(Beginning of Source document)
I think that’s why some people wax poetic on Reddit or Lemmy with very little provocation. Finally…a captive audience that might read this info, even if they’re just passing time on the shitter…
Actual genuine scientists tend to be the nerd type excited about whatever it is they're studying. They can't wait to tell you about the frequency oscillations of some quasar or the courtship rituals of hagfish or whatever.
The journals they have to publish in are shady as a cave though.
maybe this wording works on a certain kind of voter because of the "fuck you I got mine" attitude, they probably think that if they were the scientist they would reap the benefits for themselves
Fun fact about Christmas. In next 5 years tops, the north pole will completely melt in summer thereby drowning every last motherfucker that works and lives there!
Gotta love when the conspiracy is so stupid that it’s the people who dedicated their lives to building and spreading human knowledge are the ones keeping the knowledge away from Joe public.
You know how Trump has been called the poor person’s idea of a rich person? I’m trying to think of the caricature they use for “scientist” in their minds. Maybe a woke Joe Rogan?
Wtf, I've never heard of this bug in my entire life, and just last week I took a picture of one. Google Lens comes up with Brown Marmorated Stink Bug, and I didn't think it would ever run into this tidbit of info ever again.
I can only hope the changing mating habit is that they’ve all stopped mating. I hate those damn bugs.
(End of Source document)
(Beginning of Source information)
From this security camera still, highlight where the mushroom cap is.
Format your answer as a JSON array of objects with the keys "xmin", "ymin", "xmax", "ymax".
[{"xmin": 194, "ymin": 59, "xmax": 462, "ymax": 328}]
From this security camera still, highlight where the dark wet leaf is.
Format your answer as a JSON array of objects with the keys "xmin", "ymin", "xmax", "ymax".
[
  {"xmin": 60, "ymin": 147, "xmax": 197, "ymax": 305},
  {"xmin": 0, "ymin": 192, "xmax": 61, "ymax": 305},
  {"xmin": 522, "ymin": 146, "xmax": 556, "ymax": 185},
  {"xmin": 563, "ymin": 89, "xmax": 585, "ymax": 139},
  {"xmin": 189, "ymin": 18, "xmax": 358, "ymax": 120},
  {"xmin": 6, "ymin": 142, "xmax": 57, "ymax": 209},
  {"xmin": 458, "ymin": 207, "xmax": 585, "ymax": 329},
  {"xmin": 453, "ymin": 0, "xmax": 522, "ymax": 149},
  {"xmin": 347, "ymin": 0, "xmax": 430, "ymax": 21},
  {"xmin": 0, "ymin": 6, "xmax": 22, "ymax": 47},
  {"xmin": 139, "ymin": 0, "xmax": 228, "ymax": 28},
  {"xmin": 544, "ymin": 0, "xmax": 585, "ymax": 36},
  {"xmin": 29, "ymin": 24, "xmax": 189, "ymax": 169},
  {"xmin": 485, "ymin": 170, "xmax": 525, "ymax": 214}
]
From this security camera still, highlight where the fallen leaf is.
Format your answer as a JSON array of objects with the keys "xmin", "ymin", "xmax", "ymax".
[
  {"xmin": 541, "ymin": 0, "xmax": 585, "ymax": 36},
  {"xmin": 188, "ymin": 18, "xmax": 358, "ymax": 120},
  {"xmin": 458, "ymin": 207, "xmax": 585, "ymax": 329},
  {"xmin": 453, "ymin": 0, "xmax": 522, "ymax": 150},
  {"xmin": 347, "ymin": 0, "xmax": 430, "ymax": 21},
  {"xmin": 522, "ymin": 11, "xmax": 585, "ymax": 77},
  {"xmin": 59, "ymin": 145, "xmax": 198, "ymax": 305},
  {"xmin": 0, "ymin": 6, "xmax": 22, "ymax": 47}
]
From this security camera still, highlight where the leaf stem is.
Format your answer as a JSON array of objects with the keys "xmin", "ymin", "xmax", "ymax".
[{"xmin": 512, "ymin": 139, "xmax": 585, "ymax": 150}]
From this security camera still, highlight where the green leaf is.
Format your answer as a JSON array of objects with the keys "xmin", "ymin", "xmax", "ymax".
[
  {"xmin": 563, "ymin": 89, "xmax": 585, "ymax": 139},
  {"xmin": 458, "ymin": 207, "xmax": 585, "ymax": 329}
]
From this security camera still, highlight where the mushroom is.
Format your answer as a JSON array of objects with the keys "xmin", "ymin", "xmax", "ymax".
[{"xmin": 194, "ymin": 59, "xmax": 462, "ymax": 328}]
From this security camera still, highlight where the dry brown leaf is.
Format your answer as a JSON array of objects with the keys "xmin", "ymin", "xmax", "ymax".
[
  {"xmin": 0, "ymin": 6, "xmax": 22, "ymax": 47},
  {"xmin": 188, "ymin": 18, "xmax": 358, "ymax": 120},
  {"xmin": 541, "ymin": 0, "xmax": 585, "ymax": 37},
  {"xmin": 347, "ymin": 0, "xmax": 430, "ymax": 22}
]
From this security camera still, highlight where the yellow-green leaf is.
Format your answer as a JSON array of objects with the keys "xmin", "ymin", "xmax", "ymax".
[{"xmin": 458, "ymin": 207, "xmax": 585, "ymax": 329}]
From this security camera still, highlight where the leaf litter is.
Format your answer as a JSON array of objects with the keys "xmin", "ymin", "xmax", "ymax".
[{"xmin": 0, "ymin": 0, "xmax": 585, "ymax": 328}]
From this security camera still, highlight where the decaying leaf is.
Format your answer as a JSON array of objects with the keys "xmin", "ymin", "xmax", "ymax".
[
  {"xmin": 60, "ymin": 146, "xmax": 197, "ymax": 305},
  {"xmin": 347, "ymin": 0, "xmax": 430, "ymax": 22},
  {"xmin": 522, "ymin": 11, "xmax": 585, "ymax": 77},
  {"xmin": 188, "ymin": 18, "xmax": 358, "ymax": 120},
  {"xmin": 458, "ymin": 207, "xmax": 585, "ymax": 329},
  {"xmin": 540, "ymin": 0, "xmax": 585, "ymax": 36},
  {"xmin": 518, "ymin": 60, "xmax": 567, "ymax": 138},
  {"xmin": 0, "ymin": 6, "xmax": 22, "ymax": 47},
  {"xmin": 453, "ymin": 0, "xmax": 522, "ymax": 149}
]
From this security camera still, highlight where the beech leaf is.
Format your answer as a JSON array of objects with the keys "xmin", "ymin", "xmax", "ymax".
(End of Source information)
Problems to solve:
a) Copy out the comment thread about scientists, starting at "You know how" and ending at "info ever again.".
b) Continue the comment thread about scientists from its last sentence.

Answer set:
a)
You know how Trump has been called the poor person’s idea of a rich person? I’m trying to think of the caricature they use for “scientist” in their minds. Maybe a woke Joe Rogan?
Wtf, I've never heard of this bug in my entire life, and just last week I took a picture of one. Google Lens comes up with Brown Marmorated Stink Bug, and I didn't think it would ever run into this tidbit of info ever again.

b)
They’re invasive where I live, and it seems like they don’t really have predators. And they’re so damn loud when they fly around inside your house. And they smell awful if you startle them or squish them. Only thing I can do is catch them in a cup and flush them down the toilet.
I browse Windy but don't rely on any of those 4 weather forecasting models: I take the median of predicted temperatures and rainfalls instead. Also, I predict rain only if the median exceeds 1mm, and if it's below that threshold but at least 3 models predict (some) rainfall I predict drizzle. Which is the same approach I had at my previous job, using data of doubtful quality to adjust Holt-Winters and Box-Jenkins models in order to forecast drug sales for Big Pharma.
Kaggle by the way began to demand users engaged on modelling competitions to make PDFs explaining their methodologies after learning some cheaters would just combine results from other competitors.
P.S. - Don't average results from different models unless you are really, really sure of what you're doing. Many times the models take turns on which one will output garbage, and you don't want garbage contaminating your average. By switching to median you avoid the crap they sometimes spit altogether - not to mention it's so simple you don't even need to write numbers on paper or use a pocket calculator.
The animals we create are morally equivalent to our own children in that they are owed the exact same unconditional love and protection. The experiences of animals are real and matter. Their suffering is identical in nature to your own. It harms us when we take pleasure in cruelty and violence.
In vulcano seismology there is this fun little thing called a tremor and its really annoying but also really mysterious as no one knows where it is coming from or what cases it. I've had multiple people try to explain it or I was listenin to talks about it and I have yet to hear solidly overlapping theories.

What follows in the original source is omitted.